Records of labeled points
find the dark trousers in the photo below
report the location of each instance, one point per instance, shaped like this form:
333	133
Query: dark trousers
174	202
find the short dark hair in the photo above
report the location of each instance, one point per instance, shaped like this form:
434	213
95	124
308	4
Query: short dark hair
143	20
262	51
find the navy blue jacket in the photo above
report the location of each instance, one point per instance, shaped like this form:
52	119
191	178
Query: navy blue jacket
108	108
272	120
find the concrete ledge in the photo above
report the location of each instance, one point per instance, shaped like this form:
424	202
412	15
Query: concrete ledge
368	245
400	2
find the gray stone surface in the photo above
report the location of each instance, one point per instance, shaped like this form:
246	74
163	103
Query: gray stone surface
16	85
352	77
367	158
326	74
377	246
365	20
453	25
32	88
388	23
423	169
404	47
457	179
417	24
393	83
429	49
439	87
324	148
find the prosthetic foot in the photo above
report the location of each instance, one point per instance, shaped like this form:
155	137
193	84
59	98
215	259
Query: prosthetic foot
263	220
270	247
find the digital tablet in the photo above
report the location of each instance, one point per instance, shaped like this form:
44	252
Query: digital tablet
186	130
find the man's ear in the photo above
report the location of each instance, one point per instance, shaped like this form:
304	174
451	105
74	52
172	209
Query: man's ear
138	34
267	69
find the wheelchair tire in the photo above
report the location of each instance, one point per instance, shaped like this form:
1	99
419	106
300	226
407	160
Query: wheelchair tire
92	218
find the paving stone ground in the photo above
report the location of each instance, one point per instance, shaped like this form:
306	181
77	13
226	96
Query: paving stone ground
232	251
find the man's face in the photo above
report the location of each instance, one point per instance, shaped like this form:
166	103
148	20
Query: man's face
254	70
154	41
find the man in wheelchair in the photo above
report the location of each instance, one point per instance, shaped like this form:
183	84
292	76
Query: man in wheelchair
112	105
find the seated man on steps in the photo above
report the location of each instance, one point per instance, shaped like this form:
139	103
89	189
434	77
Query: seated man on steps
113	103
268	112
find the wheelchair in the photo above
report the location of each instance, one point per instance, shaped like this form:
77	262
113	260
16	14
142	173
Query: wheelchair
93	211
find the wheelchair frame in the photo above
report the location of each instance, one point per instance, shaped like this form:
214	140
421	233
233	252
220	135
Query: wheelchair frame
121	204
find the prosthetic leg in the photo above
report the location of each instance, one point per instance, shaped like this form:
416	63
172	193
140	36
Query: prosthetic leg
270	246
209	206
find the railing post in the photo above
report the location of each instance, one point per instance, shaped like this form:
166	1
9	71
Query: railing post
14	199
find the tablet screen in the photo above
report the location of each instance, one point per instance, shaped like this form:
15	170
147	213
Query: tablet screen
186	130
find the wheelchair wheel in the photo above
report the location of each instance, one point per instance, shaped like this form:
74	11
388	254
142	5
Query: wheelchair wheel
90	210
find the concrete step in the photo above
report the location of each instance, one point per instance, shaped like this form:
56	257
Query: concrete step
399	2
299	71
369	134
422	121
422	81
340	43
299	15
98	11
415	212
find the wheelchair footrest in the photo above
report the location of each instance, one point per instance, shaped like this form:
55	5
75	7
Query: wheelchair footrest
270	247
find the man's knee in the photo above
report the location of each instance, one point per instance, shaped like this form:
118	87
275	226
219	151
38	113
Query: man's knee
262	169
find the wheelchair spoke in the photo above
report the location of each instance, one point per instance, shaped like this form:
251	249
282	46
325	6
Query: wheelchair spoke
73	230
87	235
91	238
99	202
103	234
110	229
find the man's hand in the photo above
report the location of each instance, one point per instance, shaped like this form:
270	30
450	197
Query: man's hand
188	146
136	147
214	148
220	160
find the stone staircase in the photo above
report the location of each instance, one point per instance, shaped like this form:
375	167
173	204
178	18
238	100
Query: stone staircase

Task instructions: Restate every line of the data word for word.

Task solution:
find the dark trousers in the photo below
report the location of each instance, one point per instance, shaped like this form:
333	133
Query: dark trousers
174	202
find the short dark hair in the photo above
report the location of each instance, one point per instance, shaped like this form:
434	213
95	124
308	4
Query: short dark hair
143	20
262	51
find the navy blue jacket in the photo above
report the location of each instance, one point per instance, shaped like this form:
52	119
191	178
Query: navy blue jacket
108	108
272	120
find the concrete ledge in the photo above
report the location of each instance, one point per instance, shaped like this form:
424	202
412	15
Query: concrete ledge
368	245
400	2
find the gray stone surface in the photo above
report the location of each instance, one point per instance, shaped like this form:
246	74
163	103
Query: gray stone surface
16	85
352	77
367	158
326	74
377	246
365	20
453	25
32	88
388	23
423	169
404	47
457	179
417	24
393	83
429	49
439	87
324	148
find the prosthetic foot in the photo above
report the location of each instance, one point per instance, shaped like this form:
155	137
193	84
59	98
215	259
Query: prosthetic foot
263	220
270	247
find the digital tablet in the photo above
report the location of each instance, one point per instance, shaped like this form:
44	252
Query: digital tablet
186	130
find the man's ear in the photo above
report the location of each instance, one point per instance, shaped like this form:
304	174
451	105
74	52
172	209
Query: man's ear
138	34
267	69
find the wheelchair tire in the photo above
report the location of each instance, one point per instance, shaped like this form:
1	99
419	106
300	226
407	160
Query: wheelchair tire
92	218
find the paving stone ground in the photo above
report the location of each instance, one point per instance, shaped like this form:
306	181
77	13
226	96
Query: paving stone ground
232	251
find the man's face in the photo above
report the location of each instance, one point per instance, shaped like this form:
166	103
148	20
Query: man's face
254	70
154	41
find the man in wheelchair in the photo above
report the location of each instance, one point per instance, shaped like this form:
183	84
292	76
Query: man in wheelchair
112	105
find the seated man on steps in the photo above
report the location of each instance, one point per instance, shaped like this form:
139	103
89	189
434	77
Query: seated man on steps
113	103
268	112
find the wheelchair in the photo above
report the location of each instance, one point per instance, shaped like this form:
77	262
113	260
16	14
142	173
Query: wheelchair
93	211
find the wheelchair frame in the photo above
report the location of each instance, one point per instance, shaped like this form:
214	140
421	233
233	252
220	135
Query: wheelchair frame
121	204
find the prosthetic leg in the photo above
report the location of each instance, one point per instance, shaped like this form:
416	63
172	193
140	36
Query: prosthetic leg
270	246
209	206
find the railing post in the photo above
report the location of each instance, one point per instance, shaped like this form:
166	1
9	71
Query: railing post
14	199
find the tablet screen in the photo above
report the location of each instance, one point per instance, shaped like this form:
15	170
147	213
Query: tablet screen
186	130
find the wheelchair wheel in the photo above
report the location of each instance, one point per instance, shaped like this form:
74	11
388	254
142	5
Query: wheelchair wheel
90	210
find the concrete step in the photo above
report the location of each instance, one point per instance, shaped like this form:
56	257
Query: concrete step
399	2
299	71
369	134
422	121
422	81
340	43
299	15
98	11
415	212
find the wheelchair footrest in the photo above
report the location of each instance, one point per instance, shaped like this form:
55	5
75	7
Query: wheelchair footrest
270	247
find the man's knee in the photo above
report the location of each instance, one point per instance, shaped like this form:
118	87
275	226
219	151
38	113
Query: man's knee
262	169
find the wheelchair spoke in the photo above
report the location of each instance, one point per instance, shaped like this form:
251	249
282	46
325	6
Query: wheelchair spoke
73	230
87	235
91	238
99	202
103	234
110	229
find the man's hand in the photo above
report the location of each instance, one point per instance, shaped like this form:
270	30
450	197
Query: man's hand
188	146
136	147
214	148
220	160
find the stone staircase in the photo above
report the location of each instance, one point per instance, shaped like this form:
375	167
173	204
178	18
238	100
Query: stone staircase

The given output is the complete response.